Page
>>>
Despite the chill, Centipede Eest rocks the dirty boulevard | Music | Pittsburgh | Pittsburgh City Paper

Despite the chill, Centipede Eest rocks the dirty boulevard

Drivers heading Downtown on Bigelow Boulevard last Friday night caught a glimpse of something gloriously surreal -- and I'm not talking about French-Fry Park. Facing the Bigelow traffic in the parking lot of the Machine Age recording studio, last week's CP cover-boys Centipede Eest played the first of two album-release shows for an appreciative crowd that included everyone from local musicians and music-scene regulars to tots.

Opening the show, in the greenish glare of flickering fluorescent lights, was Raw Blow, headed up by Dirty Faces frontman Terry Carroll, a.k.a. T-Glitter. For each song, the band laid down an obscure soulful, surfy sample, adding live upright bass, drums and electronic squeals, as T-Glitter stalked the perimeter with the mic. The effect was not unlike a (ahem) raw, Pittsburghian take on the Danger Mouse sound. In between sets, Edgar Um kept up the rattle-trap grooves and weirdness on the turntables, as bundled-up attendees browsed a spread of kabobs and chips, and quaffed PBRs.

Centipede's tight set featured cuts from the band's new record Confluence, and its trademark slashing guitar interplay, off-kilter lyrics and insistent grooves. If the band didn't seem to go all-out for the outdoor show, the members had ample reason to keep some energy in reserve. Moments after finishing their set, they loaded up for the second show of the night, around the corner at Gooski's.
<<<
Dataset
>>>
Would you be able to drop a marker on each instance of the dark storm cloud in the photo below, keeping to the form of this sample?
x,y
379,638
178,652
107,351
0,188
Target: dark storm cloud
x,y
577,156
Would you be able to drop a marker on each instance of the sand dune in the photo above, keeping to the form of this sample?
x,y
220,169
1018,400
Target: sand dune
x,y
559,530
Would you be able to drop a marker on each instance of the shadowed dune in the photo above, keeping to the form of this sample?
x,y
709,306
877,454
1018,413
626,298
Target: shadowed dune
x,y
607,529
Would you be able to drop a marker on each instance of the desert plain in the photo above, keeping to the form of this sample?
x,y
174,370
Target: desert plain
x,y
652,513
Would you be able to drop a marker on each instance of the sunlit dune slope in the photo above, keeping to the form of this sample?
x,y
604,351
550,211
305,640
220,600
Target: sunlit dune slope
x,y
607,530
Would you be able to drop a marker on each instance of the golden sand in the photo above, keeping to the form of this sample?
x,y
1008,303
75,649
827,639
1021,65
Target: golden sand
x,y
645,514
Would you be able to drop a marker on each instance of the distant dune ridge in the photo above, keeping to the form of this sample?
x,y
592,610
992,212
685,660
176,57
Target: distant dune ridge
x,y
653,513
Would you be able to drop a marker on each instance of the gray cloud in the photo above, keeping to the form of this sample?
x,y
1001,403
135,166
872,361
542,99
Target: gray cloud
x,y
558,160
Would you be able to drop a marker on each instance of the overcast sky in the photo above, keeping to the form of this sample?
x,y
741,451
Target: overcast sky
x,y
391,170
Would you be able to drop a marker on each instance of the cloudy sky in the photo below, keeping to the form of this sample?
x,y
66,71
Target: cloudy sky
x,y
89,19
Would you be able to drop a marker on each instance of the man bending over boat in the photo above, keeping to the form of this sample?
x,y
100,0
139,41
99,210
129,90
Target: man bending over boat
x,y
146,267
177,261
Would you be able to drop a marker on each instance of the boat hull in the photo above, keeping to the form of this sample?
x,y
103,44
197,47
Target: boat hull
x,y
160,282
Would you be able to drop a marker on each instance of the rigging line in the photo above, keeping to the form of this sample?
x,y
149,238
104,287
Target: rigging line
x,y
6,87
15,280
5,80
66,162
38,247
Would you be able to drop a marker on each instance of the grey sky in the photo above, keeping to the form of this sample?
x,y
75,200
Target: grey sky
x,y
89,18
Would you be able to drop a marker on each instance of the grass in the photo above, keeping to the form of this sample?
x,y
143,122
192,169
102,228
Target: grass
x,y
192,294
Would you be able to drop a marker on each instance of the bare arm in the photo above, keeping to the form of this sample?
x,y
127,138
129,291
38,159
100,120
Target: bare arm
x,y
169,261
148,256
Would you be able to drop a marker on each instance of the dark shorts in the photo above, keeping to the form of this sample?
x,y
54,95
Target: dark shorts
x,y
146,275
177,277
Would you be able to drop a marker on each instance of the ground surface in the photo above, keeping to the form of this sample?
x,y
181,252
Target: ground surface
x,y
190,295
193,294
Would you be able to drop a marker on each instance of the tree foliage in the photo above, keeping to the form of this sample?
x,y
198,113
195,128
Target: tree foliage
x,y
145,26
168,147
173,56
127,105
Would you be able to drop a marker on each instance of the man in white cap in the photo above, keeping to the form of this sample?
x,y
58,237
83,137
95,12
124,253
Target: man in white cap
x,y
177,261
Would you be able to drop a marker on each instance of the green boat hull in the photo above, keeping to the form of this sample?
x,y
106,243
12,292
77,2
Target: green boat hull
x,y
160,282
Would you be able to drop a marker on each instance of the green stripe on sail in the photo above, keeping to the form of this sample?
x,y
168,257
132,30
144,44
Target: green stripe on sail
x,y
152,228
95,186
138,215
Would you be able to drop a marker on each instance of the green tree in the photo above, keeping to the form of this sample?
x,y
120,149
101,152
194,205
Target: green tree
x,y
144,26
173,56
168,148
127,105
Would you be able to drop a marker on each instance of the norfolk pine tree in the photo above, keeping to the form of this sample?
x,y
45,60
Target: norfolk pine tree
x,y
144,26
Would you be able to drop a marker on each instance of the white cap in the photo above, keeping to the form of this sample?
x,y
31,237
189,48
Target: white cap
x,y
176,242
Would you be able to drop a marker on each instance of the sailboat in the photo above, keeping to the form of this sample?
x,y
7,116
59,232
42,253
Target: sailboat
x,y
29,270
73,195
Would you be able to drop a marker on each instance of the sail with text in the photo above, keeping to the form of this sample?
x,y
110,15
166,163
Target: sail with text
<<<
Tasks and exercises
1. Convert the records, starting at the line that contains "the green tree" and ending at the last line of the records, into a Markdown table with the columns Number and Entry, one row per line and blank lines omitted.
2. Carry on the review of the Centipede Eest parking-lot show, picking up after its final sentence.

Responses to the exercise
1.
| Number | Entry |
|---|---|
| 1 | Would you be able to drop a marker on each instance of the green tree in the photo above, keeping to the form of this sample? |
| 2 | x,y |
| 3 | 120,149 |
| 4 | 101,152 |
| 5 | 194,205 |
| 6 | Target: green tree |
| 7 | x,y |
| 8 | 144,26 |
| 9 | 173,56 |
| 10 | 168,148 |
| 11 | 127,105 |
| 12 | Would you be able to drop a marker on each instance of the norfolk pine tree in the photo above, keeping to the form of this sample? |
| 13 | x,y |
| 14 | 45,60 |
| 15 | Target: norfolk pine tree |
| 16 | x,y |
| 17 | 144,26 |
| 18 | Would you be able to drop a marker on each instance of the white cap in the photo above, keeping to the form of this sample? |
| 19 | x,y |
| 20 | 31,237 |
| 21 | 189,48 |
| 22 | Target: white cap |
| 23 | x,y |
| 24 | 176,242 |
| 25 | Would you be able to drop a marker on each instance of the sailboat in the photo above, keeping to the form of this sample? |
| 26 | x,y |
| 27 | 7,116 |
| 28 | 59,232 |
| 29 | 42,253 |
| 30 | Target: sailboat |
| 31 | x,y |
| 32 | 29,270 |
| 33 | 73,195 |
| 34 | Would you be able to drop a marker on each instance of the sail with text in the photo above, keeping to the form of this sample? |
| 35 | x,y |
| 36 | 110,15 |
| 37 | 166,163 |
| 38 | Target: sail with text |

2.
While some doubtless followed the band into Polish Hill, I veered off to the Shadow Lounge to check out Rhyme Calisthenics. The game-show/emcee-battle drew a fun, wall-to-wall crowd that alternately cheered, laughed and, in some instances, booed loudly as local emcees freestyled on topics determined by spinning the "Wheel of Skillz" (including, memorably, duct tape and athlete's foot spray).

It seems I made a wise choice, according to our correspondent on this busy Friday night in the 'Burgh: "Dude, you picked the right Centipede show to go to," writes frequent CP contributor Margaret Welsh. "I've never seen Gooski's so packed, I thought I was going to have a nervous breakdown. It was weird."

While Centipede's free outdoor set didn't top the apocalyptic bacchanal of Midnite Snake's legendary 2007 show at Iron Eden -- at least in terms of sheer numbers and insanity -- it definitely delivered as a last outdoor show of this season, up there with the performance by Japanther and others earlier this summer in the Carnegie Museum of Art's courtyard. As we head into winter hibernation -- and try to figure out whether to quit smoking already or brave the cold outside our newly smoke-free venues -- here's hoping next spring brings more of these one-of-a-kind, celebratory shows in non-traditional venues.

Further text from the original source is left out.